Task details: Please reproduce all of the records below verbatim.

(Collected data entries)
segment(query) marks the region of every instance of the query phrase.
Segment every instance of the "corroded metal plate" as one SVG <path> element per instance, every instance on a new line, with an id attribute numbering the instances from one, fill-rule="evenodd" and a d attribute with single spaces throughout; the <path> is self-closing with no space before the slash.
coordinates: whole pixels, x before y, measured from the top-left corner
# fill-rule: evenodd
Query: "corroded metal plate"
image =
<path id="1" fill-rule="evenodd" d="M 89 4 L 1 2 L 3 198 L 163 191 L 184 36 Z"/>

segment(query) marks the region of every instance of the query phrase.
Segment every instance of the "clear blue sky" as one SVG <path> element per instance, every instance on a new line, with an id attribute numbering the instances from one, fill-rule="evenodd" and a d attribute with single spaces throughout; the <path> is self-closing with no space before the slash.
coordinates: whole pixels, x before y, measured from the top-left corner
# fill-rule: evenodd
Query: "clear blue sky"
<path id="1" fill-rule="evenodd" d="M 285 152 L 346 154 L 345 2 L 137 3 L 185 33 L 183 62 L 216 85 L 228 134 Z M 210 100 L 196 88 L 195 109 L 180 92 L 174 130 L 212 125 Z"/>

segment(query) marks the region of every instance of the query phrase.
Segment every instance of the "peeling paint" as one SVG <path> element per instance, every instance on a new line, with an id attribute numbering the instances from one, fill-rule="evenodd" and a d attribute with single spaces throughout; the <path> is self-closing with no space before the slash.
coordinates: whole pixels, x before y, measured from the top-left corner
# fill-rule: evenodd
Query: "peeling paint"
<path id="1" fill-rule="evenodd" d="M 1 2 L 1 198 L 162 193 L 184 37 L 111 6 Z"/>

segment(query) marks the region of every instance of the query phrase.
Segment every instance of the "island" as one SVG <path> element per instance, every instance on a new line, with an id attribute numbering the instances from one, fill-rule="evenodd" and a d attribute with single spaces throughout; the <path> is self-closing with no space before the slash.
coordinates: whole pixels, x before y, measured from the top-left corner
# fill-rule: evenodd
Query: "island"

Finished answer:
segment(query) marks the region of every instance of the query phrase.
Segment every instance of the "corroded metal plate" as one SVG <path> element per instance, every instance on a new line, with an id attribute numbering the instances from one, fill-rule="evenodd" and a d attribute with single spaces throughout; the <path> is self-closing with no space before the slash.
coordinates: whole pixels, x before y, measured from the top-left corner
# fill-rule: evenodd
Query: "corroded metal plate"
image =
<path id="1" fill-rule="evenodd" d="M 89 4 L 1 2 L 3 198 L 163 191 L 184 36 Z"/>

segment(query) marks the region of every instance of the query phrase.
Segment every instance of the "clear blue sky" as one SVG <path> element per instance, every instance on a new line, with an id attribute numbering the instances from one, fill-rule="evenodd" and a d attribute with single spaces throughout; the <path> is self-closing with no space before the slash.
coordinates: whole pixels, x before y, measured from the top-left corner
# fill-rule: evenodd
Query: "clear blue sky"
<path id="1" fill-rule="evenodd" d="M 285 152 L 346 154 L 345 2 L 137 3 L 185 33 L 183 62 L 216 85 L 228 134 Z M 210 100 L 196 88 L 195 109 L 180 92 L 174 130 L 212 125 Z"/>

segment(query) marks the region of every instance of the query phrase.
Segment every instance of the "peeling paint" as one SVG <path> element per instance, every instance on a new line, with an id attribute numbering the instances from one, fill-rule="evenodd" and a d attribute with single spaces throughout; the <path> is self-closing with no space before the slash.
coordinates: whole pixels, x before y, measured from the top-left corner
# fill-rule: evenodd
Query: "peeling paint"
<path id="1" fill-rule="evenodd" d="M 1 2 L 1 198 L 162 193 L 184 37 L 111 6 Z"/>

segment(query) marks the region of every instance of the query phrase.
Segment every instance of the "island" as one SVG <path> element per instance, every instance on a new line, with an id attribute numbering the instances from one, fill-rule="evenodd" and a d attribute with single spaces throughout; the <path> is self-closing with no space before the slash.
coordinates: whole pixels, x before y, measured from the top-left corner
# fill-rule: evenodd
Query: "island"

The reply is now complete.